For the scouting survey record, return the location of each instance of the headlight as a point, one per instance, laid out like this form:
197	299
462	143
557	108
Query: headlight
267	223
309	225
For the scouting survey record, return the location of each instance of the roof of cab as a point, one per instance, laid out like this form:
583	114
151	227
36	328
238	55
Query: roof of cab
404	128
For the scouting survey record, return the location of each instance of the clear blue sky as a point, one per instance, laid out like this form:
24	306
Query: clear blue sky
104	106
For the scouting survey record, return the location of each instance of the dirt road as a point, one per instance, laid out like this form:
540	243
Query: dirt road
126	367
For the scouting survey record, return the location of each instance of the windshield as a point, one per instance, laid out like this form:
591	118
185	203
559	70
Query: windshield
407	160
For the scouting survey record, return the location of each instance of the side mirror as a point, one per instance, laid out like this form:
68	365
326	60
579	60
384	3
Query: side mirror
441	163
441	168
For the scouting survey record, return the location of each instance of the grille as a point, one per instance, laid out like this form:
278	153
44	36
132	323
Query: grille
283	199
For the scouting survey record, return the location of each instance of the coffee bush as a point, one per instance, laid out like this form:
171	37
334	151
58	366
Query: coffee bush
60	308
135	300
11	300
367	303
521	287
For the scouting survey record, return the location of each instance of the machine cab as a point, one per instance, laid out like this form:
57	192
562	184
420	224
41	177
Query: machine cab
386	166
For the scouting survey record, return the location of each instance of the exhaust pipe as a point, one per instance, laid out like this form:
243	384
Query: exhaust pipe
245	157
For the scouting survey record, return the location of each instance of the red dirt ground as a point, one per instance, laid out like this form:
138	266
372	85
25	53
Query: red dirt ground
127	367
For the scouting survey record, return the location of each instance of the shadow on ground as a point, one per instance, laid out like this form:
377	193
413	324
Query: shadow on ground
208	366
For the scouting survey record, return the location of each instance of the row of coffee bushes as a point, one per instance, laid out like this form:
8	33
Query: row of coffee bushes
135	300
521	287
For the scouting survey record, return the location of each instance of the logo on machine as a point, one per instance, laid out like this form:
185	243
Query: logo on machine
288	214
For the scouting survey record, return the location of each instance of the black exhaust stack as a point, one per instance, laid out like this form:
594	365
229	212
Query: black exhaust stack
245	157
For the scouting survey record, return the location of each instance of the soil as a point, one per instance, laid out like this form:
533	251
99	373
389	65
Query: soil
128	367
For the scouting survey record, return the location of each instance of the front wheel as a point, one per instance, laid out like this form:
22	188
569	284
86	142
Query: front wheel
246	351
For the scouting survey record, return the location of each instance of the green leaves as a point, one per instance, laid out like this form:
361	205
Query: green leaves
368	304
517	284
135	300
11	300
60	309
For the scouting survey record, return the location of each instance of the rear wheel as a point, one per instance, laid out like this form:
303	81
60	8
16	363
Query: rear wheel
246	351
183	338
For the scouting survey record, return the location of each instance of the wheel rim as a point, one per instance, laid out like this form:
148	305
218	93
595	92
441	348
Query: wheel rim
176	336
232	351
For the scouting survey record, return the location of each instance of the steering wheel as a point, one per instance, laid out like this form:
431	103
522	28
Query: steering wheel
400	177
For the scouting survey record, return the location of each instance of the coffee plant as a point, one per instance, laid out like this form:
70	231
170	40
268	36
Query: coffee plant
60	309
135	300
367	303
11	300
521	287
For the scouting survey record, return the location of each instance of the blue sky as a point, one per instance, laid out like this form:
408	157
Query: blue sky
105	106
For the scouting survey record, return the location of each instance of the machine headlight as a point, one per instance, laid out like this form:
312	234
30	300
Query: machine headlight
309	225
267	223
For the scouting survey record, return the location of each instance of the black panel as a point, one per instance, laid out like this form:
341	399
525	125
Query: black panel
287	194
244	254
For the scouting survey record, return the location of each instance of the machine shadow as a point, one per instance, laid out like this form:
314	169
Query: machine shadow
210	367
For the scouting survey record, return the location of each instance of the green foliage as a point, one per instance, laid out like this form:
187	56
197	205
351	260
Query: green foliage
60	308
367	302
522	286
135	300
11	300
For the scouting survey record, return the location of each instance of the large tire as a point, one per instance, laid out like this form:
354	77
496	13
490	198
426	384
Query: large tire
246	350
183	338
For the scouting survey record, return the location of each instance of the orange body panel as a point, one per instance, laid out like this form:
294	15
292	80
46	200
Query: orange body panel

_ _ _ _

Set task. Please turn the stretch of the listing above, from the line containing "of the large" through the end of the listing, into a numbered list, leaving out any blank lines.

Full answer.
1. For the scouting survey record, return the location of each instance of the large tire as a point, one per instance, laid out like this form:
2. 354	77
3. 496	13
4. 490	198
5. 426	384
6. Query: large tire
7. 246	350
8. 183	338
9. For the scouting survey record, return the location of each instance of the orange body panel as a point, one per instance, laid out like this form:
10. 294	15
11. 292	80
12. 46	200
13. Query: orange body panel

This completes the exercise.